=== CONSIGNE ===
Réécrivez, s'il vous plaît, le passage du texte sur le choc de compétitivité allant de "Sur ce point, nous" à "significative du chômage.", en remplaçant "Medef" par "patronat".

Depuis quelque temps, le patronat s’exerce, avec un certain succès il faut l’avouer, à l’art de la répétition. Tel le perroquet sur son perchoir
qui, quelle que soit la question posée,
siffle la même réponse, les cercles dirigeants répètent
en boucle le même refrain : pour maintenir la France dans
le peloton de tête des pays développés, il faut créer un « choc
de compétitivité ». La droite n’est pas la dernière à vénérer ce nouveau Graal. Elle en rajoute même, Jean-François Copé déclarant hier que l’UMP veut « accompagner »
la « jacquerie » des patrons contre un gouvernement jugé « anti-entrepreneur, anti-activité, anti-croissance ». Assurance maladie, retraite, politique familiale ou assurance chômage ne sont pas les seuls piliers du modèle social concernés par cet œuvre de destruction. Voilà pourquoi la négociation sur la sécurisation de l’emploi entre les syndicats et le patronat, qui entre aujourd’hui dans le vif du sujet, est déterminante. Laurence Parisot évoque une « négociation majeure ».
Sur ce point, nous sommes d’accord. Sur ce point seulement.
Car la présidente du Medef intègre, dans
son vénéré choc de compétitivité, un autre objectif, tout aussi glaçant : franchir « un pas très significatif
vers la flexisécurité ». Dans sa vision, il s’agit de flexibiliser le travail, de sécuriser
les procédures pour
les entreprises, notamment celles du licenciement que le Medef veut rendre plus facile, plus rapide et à moindre coût. En juillet, lors de la conférence sociale, la patronne des patrons avait menacé de boycotter la négociation si n’y figurait pas une extension de flexibilité. Pourtant, depuis trente ans, aucune des nombreuses étapes de précarisation du travail (CDD, intérim, temps partiel, etc.) ne s’est traduite par une baisse significative du chômage.

Données de pointage par expressions référentielles:
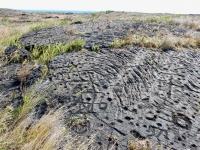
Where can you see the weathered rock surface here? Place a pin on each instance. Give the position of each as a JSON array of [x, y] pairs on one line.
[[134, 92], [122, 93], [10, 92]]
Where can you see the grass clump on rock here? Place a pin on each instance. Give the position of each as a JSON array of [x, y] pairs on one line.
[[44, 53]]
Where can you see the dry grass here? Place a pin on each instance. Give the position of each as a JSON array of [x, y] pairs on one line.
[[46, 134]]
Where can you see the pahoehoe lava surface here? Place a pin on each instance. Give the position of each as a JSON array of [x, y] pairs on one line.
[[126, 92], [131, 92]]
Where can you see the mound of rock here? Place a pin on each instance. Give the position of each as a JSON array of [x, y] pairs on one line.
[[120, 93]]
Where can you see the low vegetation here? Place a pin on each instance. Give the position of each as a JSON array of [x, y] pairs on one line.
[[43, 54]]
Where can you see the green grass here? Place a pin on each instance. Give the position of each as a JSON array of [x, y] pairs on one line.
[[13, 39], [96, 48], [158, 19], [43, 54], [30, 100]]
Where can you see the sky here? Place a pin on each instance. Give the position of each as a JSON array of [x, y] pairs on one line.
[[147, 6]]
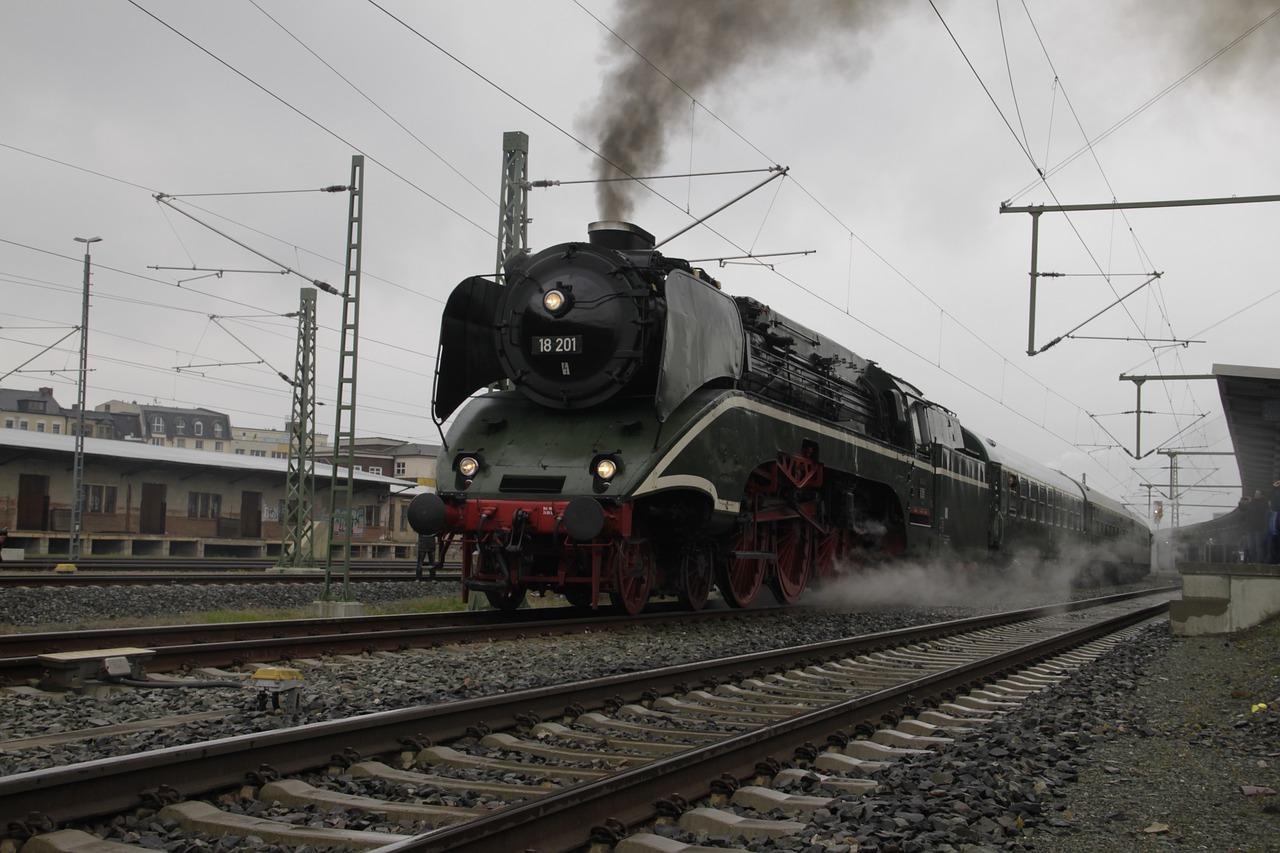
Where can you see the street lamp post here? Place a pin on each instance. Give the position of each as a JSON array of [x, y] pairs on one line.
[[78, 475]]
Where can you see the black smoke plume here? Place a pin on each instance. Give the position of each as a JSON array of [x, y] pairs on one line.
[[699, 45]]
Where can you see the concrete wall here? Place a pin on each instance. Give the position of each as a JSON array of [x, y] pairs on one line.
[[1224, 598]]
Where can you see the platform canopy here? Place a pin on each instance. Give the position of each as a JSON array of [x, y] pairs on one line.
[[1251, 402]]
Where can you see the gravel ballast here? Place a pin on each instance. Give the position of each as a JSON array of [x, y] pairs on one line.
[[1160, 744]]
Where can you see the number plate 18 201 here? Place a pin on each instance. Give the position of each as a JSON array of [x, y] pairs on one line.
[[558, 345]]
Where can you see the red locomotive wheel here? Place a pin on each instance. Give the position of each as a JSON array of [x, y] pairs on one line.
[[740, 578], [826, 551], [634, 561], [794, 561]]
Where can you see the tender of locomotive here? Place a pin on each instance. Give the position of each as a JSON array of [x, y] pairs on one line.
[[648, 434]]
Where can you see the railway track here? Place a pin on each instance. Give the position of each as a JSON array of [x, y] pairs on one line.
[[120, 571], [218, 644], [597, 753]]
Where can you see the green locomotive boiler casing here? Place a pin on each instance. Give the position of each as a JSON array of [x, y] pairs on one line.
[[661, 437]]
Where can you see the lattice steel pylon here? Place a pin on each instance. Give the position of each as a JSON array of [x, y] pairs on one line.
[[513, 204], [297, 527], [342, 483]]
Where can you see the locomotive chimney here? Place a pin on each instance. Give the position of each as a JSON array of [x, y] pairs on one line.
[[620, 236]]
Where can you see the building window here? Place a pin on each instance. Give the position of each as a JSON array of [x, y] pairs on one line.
* * *
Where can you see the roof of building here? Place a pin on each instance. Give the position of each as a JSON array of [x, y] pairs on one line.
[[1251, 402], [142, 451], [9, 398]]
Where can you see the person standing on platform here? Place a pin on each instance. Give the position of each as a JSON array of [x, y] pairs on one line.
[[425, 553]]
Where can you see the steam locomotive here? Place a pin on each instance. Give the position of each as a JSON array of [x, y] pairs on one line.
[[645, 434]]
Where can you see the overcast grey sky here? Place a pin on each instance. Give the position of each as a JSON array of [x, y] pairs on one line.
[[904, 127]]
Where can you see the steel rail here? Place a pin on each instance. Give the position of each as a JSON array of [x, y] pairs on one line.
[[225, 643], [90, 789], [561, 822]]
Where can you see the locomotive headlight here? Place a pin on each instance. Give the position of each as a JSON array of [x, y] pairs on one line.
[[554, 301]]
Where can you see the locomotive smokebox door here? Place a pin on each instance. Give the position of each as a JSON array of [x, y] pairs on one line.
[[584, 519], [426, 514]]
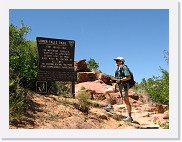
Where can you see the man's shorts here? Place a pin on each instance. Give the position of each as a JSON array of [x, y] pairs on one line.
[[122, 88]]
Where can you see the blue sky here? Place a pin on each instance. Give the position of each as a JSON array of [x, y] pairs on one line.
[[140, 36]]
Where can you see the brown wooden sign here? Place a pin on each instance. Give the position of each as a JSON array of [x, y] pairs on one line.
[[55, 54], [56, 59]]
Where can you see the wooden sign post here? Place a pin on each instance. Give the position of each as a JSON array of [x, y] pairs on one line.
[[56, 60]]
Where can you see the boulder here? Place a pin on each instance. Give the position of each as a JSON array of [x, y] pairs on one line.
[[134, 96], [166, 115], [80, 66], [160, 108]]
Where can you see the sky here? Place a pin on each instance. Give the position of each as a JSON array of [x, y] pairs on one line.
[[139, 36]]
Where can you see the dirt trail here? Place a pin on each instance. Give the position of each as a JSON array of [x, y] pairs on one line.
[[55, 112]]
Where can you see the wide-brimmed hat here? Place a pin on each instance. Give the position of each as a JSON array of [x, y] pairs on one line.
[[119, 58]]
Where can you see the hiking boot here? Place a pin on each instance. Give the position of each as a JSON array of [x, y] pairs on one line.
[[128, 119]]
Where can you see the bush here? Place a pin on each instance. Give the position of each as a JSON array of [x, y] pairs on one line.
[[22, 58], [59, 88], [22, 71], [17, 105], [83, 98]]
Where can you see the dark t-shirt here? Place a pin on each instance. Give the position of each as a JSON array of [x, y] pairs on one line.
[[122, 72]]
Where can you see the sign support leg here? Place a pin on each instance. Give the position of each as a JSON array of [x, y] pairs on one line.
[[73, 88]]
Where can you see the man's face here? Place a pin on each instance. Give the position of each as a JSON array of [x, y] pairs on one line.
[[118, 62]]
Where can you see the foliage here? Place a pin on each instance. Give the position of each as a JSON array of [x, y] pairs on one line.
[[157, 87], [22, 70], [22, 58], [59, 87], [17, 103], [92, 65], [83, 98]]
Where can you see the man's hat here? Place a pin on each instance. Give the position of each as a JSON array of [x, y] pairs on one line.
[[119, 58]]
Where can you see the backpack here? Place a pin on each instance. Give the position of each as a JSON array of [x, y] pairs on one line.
* * *
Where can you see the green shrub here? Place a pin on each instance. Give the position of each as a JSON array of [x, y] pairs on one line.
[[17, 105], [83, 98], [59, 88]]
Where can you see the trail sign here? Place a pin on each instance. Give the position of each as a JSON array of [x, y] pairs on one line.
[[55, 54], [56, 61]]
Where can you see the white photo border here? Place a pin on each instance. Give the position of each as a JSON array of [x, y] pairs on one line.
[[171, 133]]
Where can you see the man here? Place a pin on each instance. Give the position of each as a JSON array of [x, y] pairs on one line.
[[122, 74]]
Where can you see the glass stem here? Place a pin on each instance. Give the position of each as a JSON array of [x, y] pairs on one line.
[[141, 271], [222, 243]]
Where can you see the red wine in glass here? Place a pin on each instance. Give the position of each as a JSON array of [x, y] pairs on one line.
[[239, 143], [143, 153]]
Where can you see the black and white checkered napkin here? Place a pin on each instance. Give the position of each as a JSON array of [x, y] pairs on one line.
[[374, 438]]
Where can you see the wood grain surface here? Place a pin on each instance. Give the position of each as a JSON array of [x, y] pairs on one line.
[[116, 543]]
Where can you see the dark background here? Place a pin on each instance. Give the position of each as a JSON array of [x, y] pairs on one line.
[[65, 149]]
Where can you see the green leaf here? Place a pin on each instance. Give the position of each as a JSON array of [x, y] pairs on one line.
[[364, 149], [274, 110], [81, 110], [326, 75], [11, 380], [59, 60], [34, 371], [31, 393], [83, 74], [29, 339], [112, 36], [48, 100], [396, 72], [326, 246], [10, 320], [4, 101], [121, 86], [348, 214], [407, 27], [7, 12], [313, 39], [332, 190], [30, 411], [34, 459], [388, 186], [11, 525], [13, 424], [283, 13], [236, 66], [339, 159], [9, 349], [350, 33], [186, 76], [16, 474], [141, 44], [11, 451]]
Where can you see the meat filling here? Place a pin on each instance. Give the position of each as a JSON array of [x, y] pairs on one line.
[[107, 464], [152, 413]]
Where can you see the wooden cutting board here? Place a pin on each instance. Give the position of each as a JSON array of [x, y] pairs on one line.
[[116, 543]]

=== SOLUTION ===
Sur ce point, nous sommes d’accord. Sur ce point seulement.
Car la présidente du patronat intègre, dans
son vénéré choc de compétitivité, un autre objectif, tout aussi glaçant : franchir « un pas très significatif
vers la flexisécurité ». Dans sa vision, il s’agit de flexibiliser le travail, de sécuriser
les procédures pour
les entreprises, notamment celles du licenciement que le patronat veut rendre plus facile, plus rapide et à moindre coût. En juillet, lors de la conférence sociale, la patronne des patrons avait menacé de boycotter la négociation si n’y figurait pas une extension de flexibilité. Pourtant, depuis trente ans, aucune des nombreuses étapes de précarisation du travail (CDD, intérim, temps partiel, etc.) ne s’est traduite par une baisse significative du chômage.